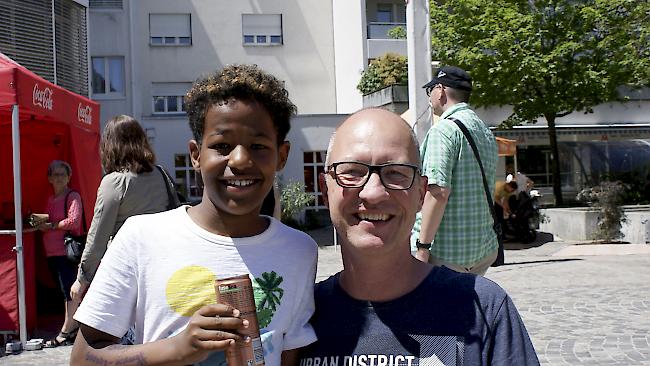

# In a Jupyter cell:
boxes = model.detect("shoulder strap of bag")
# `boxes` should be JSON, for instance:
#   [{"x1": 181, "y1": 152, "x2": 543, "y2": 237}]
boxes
[
  {"x1": 447, "y1": 117, "x2": 498, "y2": 223},
  {"x1": 156, "y1": 164, "x2": 177, "y2": 210},
  {"x1": 63, "y1": 189, "x2": 88, "y2": 233}
]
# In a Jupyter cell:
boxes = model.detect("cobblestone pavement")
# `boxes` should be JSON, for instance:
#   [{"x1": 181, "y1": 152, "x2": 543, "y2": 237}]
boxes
[{"x1": 0, "y1": 229, "x2": 650, "y2": 366}]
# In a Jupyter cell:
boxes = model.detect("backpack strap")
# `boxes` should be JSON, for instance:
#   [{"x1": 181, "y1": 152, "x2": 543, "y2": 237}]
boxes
[
  {"x1": 156, "y1": 164, "x2": 178, "y2": 210},
  {"x1": 63, "y1": 189, "x2": 88, "y2": 233},
  {"x1": 447, "y1": 117, "x2": 499, "y2": 230}
]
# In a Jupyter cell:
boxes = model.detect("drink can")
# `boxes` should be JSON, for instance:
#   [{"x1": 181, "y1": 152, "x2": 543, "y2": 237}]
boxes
[{"x1": 214, "y1": 275, "x2": 264, "y2": 366}]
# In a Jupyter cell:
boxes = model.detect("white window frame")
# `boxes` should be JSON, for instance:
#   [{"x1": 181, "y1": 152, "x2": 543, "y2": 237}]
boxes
[
  {"x1": 242, "y1": 14, "x2": 284, "y2": 46},
  {"x1": 149, "y1": 13, "x2": 192, "y2": 47},
  {"x1": 88, "y1": 0, "x2": 124, "y2": 10},
  {"x1": 174, "y1": 153, "x2": 203, "y2": 202},
  {"x1": 302, "y1": 151, "x2": 327, "y2": 211},
  {"x1": 151, "y1": 95, "x2": 187, "y2": 115},
  {"x1": 90, "y1": 56, "x2": 126, "y2": 99}
]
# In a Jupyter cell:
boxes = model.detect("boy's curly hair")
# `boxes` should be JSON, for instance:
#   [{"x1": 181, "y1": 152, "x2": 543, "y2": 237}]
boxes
[{"x1": 185, "y1": 65, "x2": 296, "y2": 145}]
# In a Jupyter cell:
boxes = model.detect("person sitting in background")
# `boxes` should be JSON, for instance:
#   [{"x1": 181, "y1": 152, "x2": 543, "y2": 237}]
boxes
[
  {"x1": 71, "y1": 115, "x2": 179, "y2": 301},
  {"x1": 37, "y1": 160, "x2": 83, "y2": 347}
]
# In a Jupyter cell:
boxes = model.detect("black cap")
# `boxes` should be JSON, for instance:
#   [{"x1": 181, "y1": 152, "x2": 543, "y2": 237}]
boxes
[{"x1": 423, "y1": 66, "x2": 472, "y2": 91}]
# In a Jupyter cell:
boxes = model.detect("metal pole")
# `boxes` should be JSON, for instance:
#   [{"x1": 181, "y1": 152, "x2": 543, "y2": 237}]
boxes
[{"x1": 11, "y1": 105, "x2": 27, "y2": 346}]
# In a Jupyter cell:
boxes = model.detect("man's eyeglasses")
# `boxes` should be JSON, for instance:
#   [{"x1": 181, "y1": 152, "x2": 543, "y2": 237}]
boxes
[
  {"x1": 424, "y1": 84, "x2": 444, "y2": 97},
  {"x1": 327, "y1": 161, "x2": 420, "y2": 190}
]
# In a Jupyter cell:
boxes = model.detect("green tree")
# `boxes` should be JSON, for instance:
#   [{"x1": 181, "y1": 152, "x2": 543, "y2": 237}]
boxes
[
  {"x1": 431, "y1": 0, "x2": 650, "y2": 205},
  {"x1": 357, "y1": 52, "x2": 408, "y2": 95},
  {"x1": 280, "y1": 181, "x2": 314, "y2": 227}
]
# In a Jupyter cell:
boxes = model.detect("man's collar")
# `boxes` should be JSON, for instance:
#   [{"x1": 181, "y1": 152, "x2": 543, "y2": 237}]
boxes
[{"x1": 440, "y1": 102, "x2": 469, "y2": 119}]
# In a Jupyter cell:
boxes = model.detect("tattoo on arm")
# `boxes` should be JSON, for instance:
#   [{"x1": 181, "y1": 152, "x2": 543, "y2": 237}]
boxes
[{"x1": 86, "y1": 347, "x2": 147, "y2": 366}]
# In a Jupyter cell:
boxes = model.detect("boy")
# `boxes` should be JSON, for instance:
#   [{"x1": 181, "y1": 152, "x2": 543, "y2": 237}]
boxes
[{"x1": 71, "y1": 65, "x2": 317, "y2": 365}]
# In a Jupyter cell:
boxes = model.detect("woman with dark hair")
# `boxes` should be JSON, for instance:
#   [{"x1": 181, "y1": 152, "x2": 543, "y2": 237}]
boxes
[
  {"x1": 38, "y1": 160, "x2": 83, "y2": 347},
  {"x1": 71, "y1": 115, "x2": 179, "y2": 301}
]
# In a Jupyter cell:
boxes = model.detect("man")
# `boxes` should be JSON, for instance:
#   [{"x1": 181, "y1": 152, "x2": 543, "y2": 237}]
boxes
[
  {"x1": 411, "y1": 66, "x2": 498, "y2": 275},
  {"x1": 300, "y1": 109, "x2": 539, "y2": 366}
]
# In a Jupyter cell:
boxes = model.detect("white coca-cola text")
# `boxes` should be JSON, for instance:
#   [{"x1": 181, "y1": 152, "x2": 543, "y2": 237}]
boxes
[{"x1": 32, "y1": 84, "x2": 54, "y2": 111}]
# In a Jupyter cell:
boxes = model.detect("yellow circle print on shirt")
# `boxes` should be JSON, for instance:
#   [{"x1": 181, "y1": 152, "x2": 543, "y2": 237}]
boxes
[{"x1": 165, "y1": 266, "x2": 217, "y2": 316}]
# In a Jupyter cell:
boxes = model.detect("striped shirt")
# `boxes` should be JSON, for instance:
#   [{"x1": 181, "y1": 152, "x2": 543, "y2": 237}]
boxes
[{"x1": 411, "y1": 103, "x2": 498, "y2": 266}]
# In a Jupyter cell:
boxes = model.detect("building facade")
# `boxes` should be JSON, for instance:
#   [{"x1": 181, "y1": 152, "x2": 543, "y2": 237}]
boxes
[
  {"x1": 89, "y1": 0, "x2": 650, "y2": 210},
  {"x1": 89, "y1": 0, "x2": 406, "y2": 209},
  {"x1": 0, "y1": 0, "x2": 89, "y2": 97}
]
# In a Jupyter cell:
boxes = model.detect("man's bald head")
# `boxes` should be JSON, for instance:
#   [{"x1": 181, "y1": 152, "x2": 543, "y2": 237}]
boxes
[{"x1": 325, "y1": 108, "x2": 421, "y2": 167}]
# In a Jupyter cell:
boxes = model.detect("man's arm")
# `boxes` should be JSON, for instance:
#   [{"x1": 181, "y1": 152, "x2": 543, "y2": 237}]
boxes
[
  {"x1": 70, "y1": 304, "x2": 248, "y2": 366},
  {"x1": 415, "y1": 184, "x2": 451, "y2": 262}
]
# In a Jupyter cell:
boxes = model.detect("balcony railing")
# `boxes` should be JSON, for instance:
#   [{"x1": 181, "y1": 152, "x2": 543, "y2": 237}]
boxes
[{"x1": 368, "y1": 22, "x2": 406, "y2": 39}]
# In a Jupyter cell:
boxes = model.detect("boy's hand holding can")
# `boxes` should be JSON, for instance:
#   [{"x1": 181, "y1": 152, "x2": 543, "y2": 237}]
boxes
[{"x1": 173, "y1": 304, "x2": 249, "y2": 365}]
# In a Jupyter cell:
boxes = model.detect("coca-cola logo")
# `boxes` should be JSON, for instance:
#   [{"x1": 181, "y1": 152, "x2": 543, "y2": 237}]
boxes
[
  {"x1": 77, "y1": 103, "x2": 93, "y2": 125},
  {"x1": 32, "y1": 84, "x2": 54, "y2": 111}
]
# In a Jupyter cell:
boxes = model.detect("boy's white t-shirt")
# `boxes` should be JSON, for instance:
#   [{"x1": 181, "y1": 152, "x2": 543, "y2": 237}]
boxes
[{"x1": 74, "y1": 206, "x2": 318, "y2": 365}]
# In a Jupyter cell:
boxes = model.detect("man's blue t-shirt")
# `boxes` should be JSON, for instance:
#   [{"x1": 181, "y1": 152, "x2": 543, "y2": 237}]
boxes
[{"x1": 300, "y1": 267, "x2": 539, "y2": 366}]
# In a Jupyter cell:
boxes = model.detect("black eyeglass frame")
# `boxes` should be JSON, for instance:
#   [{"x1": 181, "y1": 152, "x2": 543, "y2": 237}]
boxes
[
  {"x1": 326, "y1": 161, "x2": 421, "y2": 191},
  {"x1": 424, "y1": 84, "x2": 445, "y2": 97}
]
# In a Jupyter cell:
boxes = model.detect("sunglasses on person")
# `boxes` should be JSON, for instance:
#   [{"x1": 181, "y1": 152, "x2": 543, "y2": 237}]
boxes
[
  {"x1": 327, "y1": 161, "x2": 420, "y2": 190},
  {"x1": 424, "y1": 84, "x2": 445, "y2": 97}
]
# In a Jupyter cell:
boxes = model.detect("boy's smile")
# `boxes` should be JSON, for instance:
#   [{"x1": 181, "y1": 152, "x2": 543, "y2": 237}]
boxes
[{"x1": 190, "y1": 99, "x2": 289, "y2": 236}]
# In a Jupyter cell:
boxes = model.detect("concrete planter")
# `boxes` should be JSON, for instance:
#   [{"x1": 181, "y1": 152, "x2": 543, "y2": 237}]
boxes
[{"x1": 540, "y1": 205, "x2": 650, "y2": 244}]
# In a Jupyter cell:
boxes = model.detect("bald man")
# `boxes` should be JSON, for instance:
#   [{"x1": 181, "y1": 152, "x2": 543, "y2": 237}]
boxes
[{"x1": 301, "y1": 109, "x2": 539, "y2": 366}]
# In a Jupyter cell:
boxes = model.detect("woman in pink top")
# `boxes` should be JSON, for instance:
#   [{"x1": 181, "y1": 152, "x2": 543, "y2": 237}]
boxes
[{"x1": 38, "y1": 160, "x2": 83, "y2": 347}]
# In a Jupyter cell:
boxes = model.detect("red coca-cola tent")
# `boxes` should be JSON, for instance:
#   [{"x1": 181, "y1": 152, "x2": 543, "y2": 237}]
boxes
[{"x1": 0, "y1": 53, "x2": 101, "y2": 342}]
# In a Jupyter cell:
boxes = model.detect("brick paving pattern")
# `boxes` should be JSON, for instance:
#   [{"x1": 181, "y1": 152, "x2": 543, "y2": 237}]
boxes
[{"x1": 0, "y1": 229, "x2": 650, "y2": 366}]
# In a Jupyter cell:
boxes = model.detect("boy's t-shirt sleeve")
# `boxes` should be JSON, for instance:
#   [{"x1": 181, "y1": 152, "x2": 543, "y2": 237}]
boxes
[
  {"x1": 283, "y1": 239, "x2": 318, "y2": 350},
  {"x1": 74, "y1": 220, "x2": 137, "y2": 337},
  {"x1": 422, "y1": 120, "x2": 460, "y2": 187}
]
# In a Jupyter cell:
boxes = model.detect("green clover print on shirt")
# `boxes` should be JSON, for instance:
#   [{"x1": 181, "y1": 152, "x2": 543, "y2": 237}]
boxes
[{"x1": 253, "y1": 271, "x2": 284, "y2": 329}]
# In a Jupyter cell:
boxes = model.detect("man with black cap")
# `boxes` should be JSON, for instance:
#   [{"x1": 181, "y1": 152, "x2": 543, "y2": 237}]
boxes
[{"x1": 411, "y1": 66, "x2": 498, "y2": 275}]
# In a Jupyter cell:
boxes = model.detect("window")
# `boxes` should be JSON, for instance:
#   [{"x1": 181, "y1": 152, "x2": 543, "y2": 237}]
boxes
[
  {"x1": 303, "y1": 151, "x2": 326, "y2": 210},
  {"x1": 242, "y1": 14, "x2": 283, "y2": 46},
  {"x1": 153, "y1": 95, "x2": 185, "y2": 113},
  {"x1": 91, "y1": 57, "x2": 124, "y2": 96},
  {"x1": 149, "y1": 14, "x2": 192, "y2": 46},
  {"x1": 151, "y1": 83, "x2": 192, "y2": 115},
  {"x1": 174, "y1": 154, "x2": 203, "y2": 202},
  {"x1": 89, "y1": 0, "x2": 122, "y2": 9},
  {"x1": 377, "y1": 4, "x2": 393, "y2": 23}
]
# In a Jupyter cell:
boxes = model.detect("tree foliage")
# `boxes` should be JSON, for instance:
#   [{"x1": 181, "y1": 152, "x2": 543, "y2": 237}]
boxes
[
  {"x1": 280, "y1": 181, "x2": 314, "y2": 226},
  {"x1": 431, "y1": 0, "x2": 650, "y2": 203},
  {"x1": 577, "y1": 182, "x2": 627, "y2": 243},
  {"x1": 357, "y1": 53, "x2": 408, "y2": 95},
  {"x1": 388, "y1": 25, "x2": 406, "y2": 39}
]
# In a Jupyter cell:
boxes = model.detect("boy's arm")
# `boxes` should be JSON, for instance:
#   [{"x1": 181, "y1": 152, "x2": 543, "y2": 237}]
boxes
[
  {"x1": 280, "y1": 348, "x2": 300, "y2": 366},
  {"x1": 70, "y1": 304, "x2": 248, "y2": 366}
]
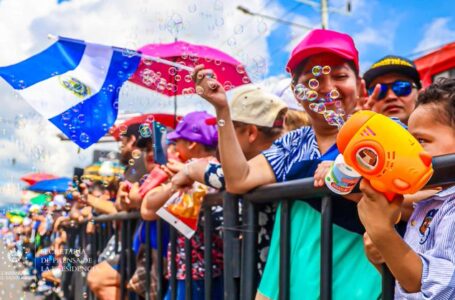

**Your instructions**.
Collect every line above that contains the word "strap" and copy each one in full. Treat the match as case-sensitive.

**Exercise output**.
boxes = model.detect("shoulder strap of bag")
boxes = model.detect("backpack strap")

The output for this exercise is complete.